- Assigned task -
Go through the data and copy every line in which "blurred" appears.

- Extracted data -
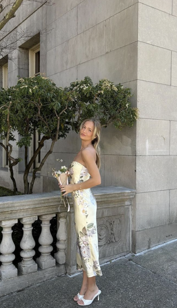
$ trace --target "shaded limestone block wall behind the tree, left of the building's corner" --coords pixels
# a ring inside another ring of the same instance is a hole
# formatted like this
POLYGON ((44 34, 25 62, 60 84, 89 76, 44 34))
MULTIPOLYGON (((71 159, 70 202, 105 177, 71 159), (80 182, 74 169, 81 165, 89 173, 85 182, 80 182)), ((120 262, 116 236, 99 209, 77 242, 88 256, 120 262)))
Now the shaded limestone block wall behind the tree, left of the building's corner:
MULTIPOLYGON (((19 8, 16 23, 32 33, 40 32, 40 71, 45 72, 57 86, 67 86, 76 79, 90 76, 93 83, 106 77, 114 83, 131 87, 134 92, 132 105, 137 99, 137 47, 138 3, 136 0, 107 1, 56 1, 52 6, 40 6, 34 2, 19 8)), ((11 31, 10 21, 5 30, 11 31)), ((18 63, 9 61, 9 85, 18 77, 27 76, 28 59, 20 53, 22 47, 31 46, 27 39, 18 42, 14 56, 18 63)), ((50 140, 41 151, 41 157, 50 148, 50 140)), ((15 149, 16 150, 16 149, 15 149)), ((51 168, 59 168, 56 158, 68 165, 80 150, 80 138, 70 132, 65 140, 55 144, 40 177, 36 179, 35 192, 58 189, 51 176, 51 168)), ((101 138, 101 186, 123 185, 135 188, 136 124, 121 132, 113 126, 102 130, 101 138)), ((23 149, 20 157, 24 157, 23 149)), ((23 191, 24 165, 17 165, 14 174, 18 188, 23 191)), ((1 170, 1 174, 3 175, 1 170)), ((30 181, 30 177, 29 177, 30 181)), ((3 182, 0 180, 0 184, 3 182)), ((10 181, 9 181, 10 182, 10 181)), ((7 184, 10 186, 10 183, 7 184)))

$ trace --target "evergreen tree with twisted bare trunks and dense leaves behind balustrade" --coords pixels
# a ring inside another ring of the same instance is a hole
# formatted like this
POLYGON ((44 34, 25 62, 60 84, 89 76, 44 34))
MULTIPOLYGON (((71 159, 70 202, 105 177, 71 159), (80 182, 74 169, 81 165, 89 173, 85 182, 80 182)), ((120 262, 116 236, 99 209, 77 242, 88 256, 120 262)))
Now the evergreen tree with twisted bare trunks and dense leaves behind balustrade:
POLYGON ((40 171, 52 153, 54 144, 60 138, 66 138, 70 127, 78 132, 80 122, 85 118, 97 118, 103 127, 113 124, 122 129, 133 126, 138 119, 138 109, 131 107, 131 89, 121 84, 114 85, 108 79, 101 79, 93 85, 89 77, 71 83, 70 87, 56 87, 56 84, 43 76, 19 79, 14 87, 0 92, 0 134, 7 140, 6 148, 0 145, 8 154, 11 179, 14 192, 17 192, 13 176, 13 166, 20 158, 12 157, 14 132, 21 136, 17 145, 25 148, 24 193, 32 193, 36 172, 40 171), (42 134, 42 139, 33 156, 28 160, 28 147, 34 128, 42 134), (33 171, 31 184, 28 174, 45 140, 51 139, 51 147, 44 156, 38 168, 33 171))

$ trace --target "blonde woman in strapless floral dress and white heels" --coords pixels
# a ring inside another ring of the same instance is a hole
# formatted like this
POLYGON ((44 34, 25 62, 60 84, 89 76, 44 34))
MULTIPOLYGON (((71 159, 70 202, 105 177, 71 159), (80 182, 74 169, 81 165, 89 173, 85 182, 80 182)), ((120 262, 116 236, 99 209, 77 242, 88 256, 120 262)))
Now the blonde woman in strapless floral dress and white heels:
POLYGON ((80 126, 81 149, 70 165, 70 184, 60 185, 63 196, 71 193, 77 235, 77 269, 83 271, 80 292, 74 297, 81 306, 90 305, 101 293, 96 275, 102 276, 99 265, 97 235, 97 202, 90 188, 101 184, 100 132, 98 120, 84 120, 80 126), (90 177, 91 176, 91 177, 90 177))

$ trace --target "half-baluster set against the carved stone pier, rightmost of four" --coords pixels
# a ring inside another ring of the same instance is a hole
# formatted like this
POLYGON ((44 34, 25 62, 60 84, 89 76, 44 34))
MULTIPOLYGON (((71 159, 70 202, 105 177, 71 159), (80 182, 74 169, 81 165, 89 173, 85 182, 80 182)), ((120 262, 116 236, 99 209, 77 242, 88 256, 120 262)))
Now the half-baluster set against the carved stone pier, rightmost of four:
POLYGON ((56 234, 56 237, 58 239, 56 246, 59 250, 54 254, 54 258, 56 259, 56 262, 58 264, 62 265, 65 264, 66 262, 65 249, 67 240, 67 232, 66 232, 67 213, 59 213, 58 216, 60 225, 56 234))

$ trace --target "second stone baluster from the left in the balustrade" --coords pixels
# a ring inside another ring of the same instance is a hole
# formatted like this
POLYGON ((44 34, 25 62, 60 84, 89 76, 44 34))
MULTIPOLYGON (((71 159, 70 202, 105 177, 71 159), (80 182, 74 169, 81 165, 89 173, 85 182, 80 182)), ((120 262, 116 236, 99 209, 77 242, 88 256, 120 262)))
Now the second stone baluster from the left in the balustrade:
POLYGON ((20 242, 20 247, 23 249, 20 252, 20 256, 23 258, 21 262, 18 263, 18 269, 22 274, 29 274, 36 272, 38 265, 33 260, 35 255, 35 240, 32 236, 32 223, 37 220, 38 217, 24 217, 20 221, 23 224, 23 237, 20 242))

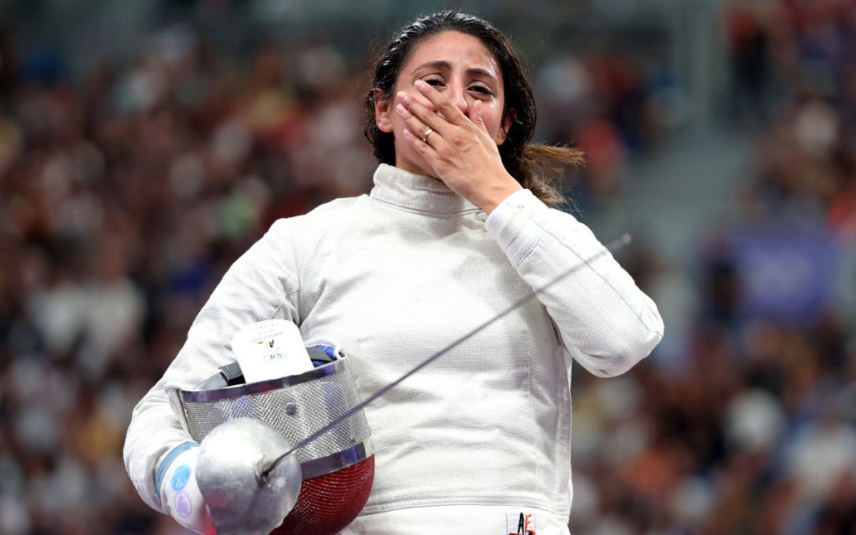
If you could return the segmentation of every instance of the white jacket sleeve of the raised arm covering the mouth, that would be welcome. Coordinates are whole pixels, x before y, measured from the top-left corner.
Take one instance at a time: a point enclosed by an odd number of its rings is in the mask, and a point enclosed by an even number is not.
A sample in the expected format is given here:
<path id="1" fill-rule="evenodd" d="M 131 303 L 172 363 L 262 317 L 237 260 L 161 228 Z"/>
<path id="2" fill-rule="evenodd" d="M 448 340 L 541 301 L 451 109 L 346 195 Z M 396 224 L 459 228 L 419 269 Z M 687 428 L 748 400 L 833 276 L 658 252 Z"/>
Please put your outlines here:
<path id="1" fill-rule="evenodd" d="M 536 291 L 569 354 L 589 372 L 627 372 L 660 342 L 657 306 L 570 214 L 521 190 L 490 213 L 485 229 Z"/>

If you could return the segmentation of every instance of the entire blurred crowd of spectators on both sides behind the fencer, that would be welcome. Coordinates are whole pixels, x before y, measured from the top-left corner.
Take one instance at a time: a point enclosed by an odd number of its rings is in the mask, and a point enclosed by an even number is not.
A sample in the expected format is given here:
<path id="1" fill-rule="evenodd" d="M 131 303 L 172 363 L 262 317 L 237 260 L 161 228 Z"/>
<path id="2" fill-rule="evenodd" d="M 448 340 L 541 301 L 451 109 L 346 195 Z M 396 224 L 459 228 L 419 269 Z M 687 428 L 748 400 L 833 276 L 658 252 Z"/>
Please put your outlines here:
<path id="1" fill-rule="evenodd" d="M 856 280 L 854 13 L 724 12 L 728 128 L 758 137 L 744 216 L 699 245 L 677 358 L 575 374 L 575 535 L 856 533 L 856 292 L 835 294 Z M 0 36 L 0 535 L 184 533 L 130 486 L 131 409 L 270 223 L 369 190 L 368 58 L 322 40 L 239 60 L 178 26 L 130 64 L 66 59 Z M 687 120 L 668 70 L 621 52 L 531 74 L 540 140 L 586 150 L 583 211 Z M 627 265 L 669 291 L 651 253 Z"/>

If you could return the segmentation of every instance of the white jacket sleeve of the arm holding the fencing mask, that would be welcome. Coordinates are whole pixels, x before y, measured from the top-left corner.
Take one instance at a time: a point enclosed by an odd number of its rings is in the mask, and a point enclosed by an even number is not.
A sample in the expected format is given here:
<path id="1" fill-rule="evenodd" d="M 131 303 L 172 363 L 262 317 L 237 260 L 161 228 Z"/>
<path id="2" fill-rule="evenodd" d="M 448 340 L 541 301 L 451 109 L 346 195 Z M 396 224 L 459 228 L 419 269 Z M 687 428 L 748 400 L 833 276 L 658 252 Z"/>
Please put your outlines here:
<path id="1" fill-rule="evenodd" d="M 300 283 L 288 240 L 289 221 L 274 223 L 229 268 L 193 321 L 175 360 L 134 407 L 123 451 L 125 467 L 143 501 L 160 512 L 158 466 L 175 446 L 192 440 L 170 407 L 167 390 L 193 389 L 235 360 L 231 339 L 244 325 L 272 318 L 298 321 Z"/>

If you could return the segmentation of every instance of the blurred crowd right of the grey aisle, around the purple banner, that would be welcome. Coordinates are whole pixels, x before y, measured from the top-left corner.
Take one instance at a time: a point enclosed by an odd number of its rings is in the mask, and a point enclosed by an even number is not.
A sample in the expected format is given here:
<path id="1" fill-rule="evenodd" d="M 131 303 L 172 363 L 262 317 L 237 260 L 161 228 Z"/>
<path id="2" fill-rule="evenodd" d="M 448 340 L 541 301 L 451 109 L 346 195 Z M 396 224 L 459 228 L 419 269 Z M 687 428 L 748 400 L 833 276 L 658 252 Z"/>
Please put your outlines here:
<path id="1" fill-rule="evenodd" d="M 722 34 L 740 217 L 699 240 L 677 358 L 575 377 L 576 533 L 856 533 L 856 3 L 733 2 Z"/>

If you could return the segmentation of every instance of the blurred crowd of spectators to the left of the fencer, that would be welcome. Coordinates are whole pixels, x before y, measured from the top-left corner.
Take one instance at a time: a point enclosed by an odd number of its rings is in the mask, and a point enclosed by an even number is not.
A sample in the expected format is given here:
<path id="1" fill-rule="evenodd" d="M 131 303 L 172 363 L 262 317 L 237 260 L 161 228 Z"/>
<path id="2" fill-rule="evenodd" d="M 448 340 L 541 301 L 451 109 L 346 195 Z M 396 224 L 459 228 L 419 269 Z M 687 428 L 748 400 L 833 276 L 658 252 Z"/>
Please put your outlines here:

- Written answer -
If you could return the segmentation of every instance of the entire blurred crowd of spectators on both sides behind the fencer, that would be welcome. Coordinates are whole pixels, x before y, measured from the top-left corner.
If you could return the segmentation of every instance of the blurred crowd right of the grey aisle, around the purple banner, that would be welcome. Coordinates are whole pixels, x before y, measured from the top-left corner.
If you could return the segmentation of every instance of the blurred crowd of spectators to the left of the fencer, that would be welcome. Coordinates are whole pixels, x before y, measured from the top-left corner.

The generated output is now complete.